● **Given task A**
Translate into French the following sentence from the episode review: "The conflicts and shifting alliances between parents and children, allies and enemies form the core of these classic tales."
● **Given task B**
Extract the portion of the episode review that runs from "Entertainment Magazine" up to and including "of an episode.".

● **Selected passage**
★ ★ ★ ★ ★

Entertainment Magazine

Review #3186: Once Upon a Time 1.7: “The Heart is a Lonely Hunter”

Posted on the 14 December 2011 by Entil2001 @criticalmyth

Contributor: Edmund B.

If you strip away the gowns and bows, the swords and sorcery, fairy tales are about relationships. How do I find love? Why does she hate me? How can I hurt them? The conflicts and shifting alliances between parents and children, allies and enemies form the core of these classic tales. The creators of “Once Upon A Time”, Edward Kitsis and Adam Horowitz, have taken these truths to heart. With “The Heart Is A Lonely Hunter”, they conclude its opening run with a stunner of an episode.

Review #3186: Once Upon a Time 1.7: “The Heart is a Lonely Hunter”

In Storybrooke, the action revolves around the triangle created when Emma discovered the Sheriff’s affair with the Mayor. Not to be confused with the Rumble in the Jungle. That comes later. After some drunken moping (which, notably, doesn’t affect his dart accuracy), the Sheriff confronts Emma and tries to explain how it didn’t mean anything, how he doesn’t feel anything. It’s a classic case of the boy doth protest too much, and, sure enough, it’s punctuated with a sloppy smooch.

★ ★ ★ ★ ★

● **Listing**
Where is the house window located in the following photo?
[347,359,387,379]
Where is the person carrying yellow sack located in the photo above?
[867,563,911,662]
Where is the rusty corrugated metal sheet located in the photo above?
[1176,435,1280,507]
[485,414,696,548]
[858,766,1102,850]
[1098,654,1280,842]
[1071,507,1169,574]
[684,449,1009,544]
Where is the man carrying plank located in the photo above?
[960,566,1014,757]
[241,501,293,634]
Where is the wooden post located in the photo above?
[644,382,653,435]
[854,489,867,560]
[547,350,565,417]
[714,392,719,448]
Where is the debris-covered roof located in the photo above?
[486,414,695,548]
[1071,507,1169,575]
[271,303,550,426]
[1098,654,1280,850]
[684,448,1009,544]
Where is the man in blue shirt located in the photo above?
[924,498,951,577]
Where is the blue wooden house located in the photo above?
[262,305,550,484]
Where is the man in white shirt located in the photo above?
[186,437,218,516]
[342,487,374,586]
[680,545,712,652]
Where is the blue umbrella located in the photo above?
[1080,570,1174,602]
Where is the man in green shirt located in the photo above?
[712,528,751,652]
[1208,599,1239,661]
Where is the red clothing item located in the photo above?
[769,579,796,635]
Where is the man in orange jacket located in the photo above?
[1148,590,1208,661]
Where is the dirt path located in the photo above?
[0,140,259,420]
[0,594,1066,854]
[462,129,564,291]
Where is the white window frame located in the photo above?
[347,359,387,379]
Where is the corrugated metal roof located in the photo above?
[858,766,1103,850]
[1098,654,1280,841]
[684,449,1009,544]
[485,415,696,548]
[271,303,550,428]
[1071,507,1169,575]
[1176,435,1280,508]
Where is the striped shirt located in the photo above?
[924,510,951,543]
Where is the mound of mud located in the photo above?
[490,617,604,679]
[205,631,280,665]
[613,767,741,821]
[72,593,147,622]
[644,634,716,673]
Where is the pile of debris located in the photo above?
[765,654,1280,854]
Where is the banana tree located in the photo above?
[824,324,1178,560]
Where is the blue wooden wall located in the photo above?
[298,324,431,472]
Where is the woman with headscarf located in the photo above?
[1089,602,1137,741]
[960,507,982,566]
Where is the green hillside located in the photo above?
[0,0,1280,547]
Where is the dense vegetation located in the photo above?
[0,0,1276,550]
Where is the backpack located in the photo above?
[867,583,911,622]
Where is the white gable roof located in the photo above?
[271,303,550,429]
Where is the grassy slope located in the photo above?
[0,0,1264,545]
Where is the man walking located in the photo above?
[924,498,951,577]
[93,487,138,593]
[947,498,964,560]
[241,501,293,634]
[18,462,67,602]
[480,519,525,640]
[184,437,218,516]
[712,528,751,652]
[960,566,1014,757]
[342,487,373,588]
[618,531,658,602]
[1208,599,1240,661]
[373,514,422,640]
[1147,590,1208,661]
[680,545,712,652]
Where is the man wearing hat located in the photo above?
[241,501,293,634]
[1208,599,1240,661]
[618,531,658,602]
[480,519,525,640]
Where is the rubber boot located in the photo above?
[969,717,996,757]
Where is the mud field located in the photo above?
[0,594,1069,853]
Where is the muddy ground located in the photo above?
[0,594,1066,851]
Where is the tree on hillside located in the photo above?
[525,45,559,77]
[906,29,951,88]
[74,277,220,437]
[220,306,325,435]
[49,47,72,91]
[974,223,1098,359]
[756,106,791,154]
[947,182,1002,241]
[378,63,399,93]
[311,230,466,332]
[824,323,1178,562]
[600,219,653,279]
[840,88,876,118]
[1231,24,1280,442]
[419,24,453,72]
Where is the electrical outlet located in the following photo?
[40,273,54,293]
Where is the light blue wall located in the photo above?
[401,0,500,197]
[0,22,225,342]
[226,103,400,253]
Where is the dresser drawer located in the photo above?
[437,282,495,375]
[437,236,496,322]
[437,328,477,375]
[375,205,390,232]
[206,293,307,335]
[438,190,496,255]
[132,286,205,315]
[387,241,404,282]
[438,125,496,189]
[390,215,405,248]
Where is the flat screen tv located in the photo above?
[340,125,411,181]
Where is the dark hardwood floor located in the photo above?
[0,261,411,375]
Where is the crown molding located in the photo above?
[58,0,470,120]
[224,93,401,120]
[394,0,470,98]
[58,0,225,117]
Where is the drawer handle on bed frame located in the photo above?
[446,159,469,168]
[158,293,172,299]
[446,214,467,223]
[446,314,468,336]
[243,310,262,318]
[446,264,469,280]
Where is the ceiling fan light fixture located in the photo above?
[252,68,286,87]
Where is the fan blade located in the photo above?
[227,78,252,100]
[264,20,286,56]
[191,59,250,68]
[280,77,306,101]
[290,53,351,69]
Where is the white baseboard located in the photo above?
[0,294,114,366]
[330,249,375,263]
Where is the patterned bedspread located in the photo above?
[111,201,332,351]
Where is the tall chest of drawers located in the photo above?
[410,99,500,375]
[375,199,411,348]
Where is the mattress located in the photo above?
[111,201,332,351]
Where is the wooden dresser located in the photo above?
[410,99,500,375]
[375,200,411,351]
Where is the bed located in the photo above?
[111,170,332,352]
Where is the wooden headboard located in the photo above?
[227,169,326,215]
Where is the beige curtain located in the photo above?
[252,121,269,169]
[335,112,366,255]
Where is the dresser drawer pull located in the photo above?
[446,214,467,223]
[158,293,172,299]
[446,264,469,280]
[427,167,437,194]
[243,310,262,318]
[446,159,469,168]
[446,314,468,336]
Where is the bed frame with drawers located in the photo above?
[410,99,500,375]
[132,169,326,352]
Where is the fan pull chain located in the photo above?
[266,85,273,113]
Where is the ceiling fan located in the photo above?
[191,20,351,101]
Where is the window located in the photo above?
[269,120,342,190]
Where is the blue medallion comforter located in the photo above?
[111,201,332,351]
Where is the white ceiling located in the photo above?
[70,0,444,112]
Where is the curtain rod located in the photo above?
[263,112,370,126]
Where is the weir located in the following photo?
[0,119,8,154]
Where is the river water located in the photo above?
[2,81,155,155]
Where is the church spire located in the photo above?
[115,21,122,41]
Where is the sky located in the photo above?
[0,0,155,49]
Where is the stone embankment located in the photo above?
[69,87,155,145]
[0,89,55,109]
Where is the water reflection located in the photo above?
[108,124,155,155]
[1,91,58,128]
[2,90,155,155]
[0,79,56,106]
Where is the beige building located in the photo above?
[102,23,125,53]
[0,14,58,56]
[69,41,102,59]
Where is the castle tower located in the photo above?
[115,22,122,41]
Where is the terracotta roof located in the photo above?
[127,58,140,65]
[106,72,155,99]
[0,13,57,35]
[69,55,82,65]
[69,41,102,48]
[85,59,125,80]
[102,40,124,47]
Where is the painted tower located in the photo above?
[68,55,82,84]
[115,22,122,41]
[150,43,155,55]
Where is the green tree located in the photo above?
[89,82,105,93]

★ ★ ★ ★ ★

● **Worked solution A**
Les conflits et les alliances changeantes entre parents et enfants, alliés et ennemis, forment le cœur de ces contes classiques.

● **Worked solution B**
Entertainment Magazine

Review #3186: Once Upon a Time 1.7: “The Heart is a Lonely Hunter”

Posted on the 14 December 2011 by Entil2001 @criticalmyth

Contributor: Edmund B.

If you strip away the gowns and bows, the swords and sorcery, fairy tales are about relationships. How do I find love? Why does she hate me? How can I hurt them? The conflicts and shifting alliances between parents and children, allies and enemies form the core of these classic tales. The creators of “Once Upon A Time”, Edward Kitsis and Adam Horowitz, have taken these truths to heart. With “The Heart Is A Lonely Hunter”, they conclude its opening run with a stunner of an episode.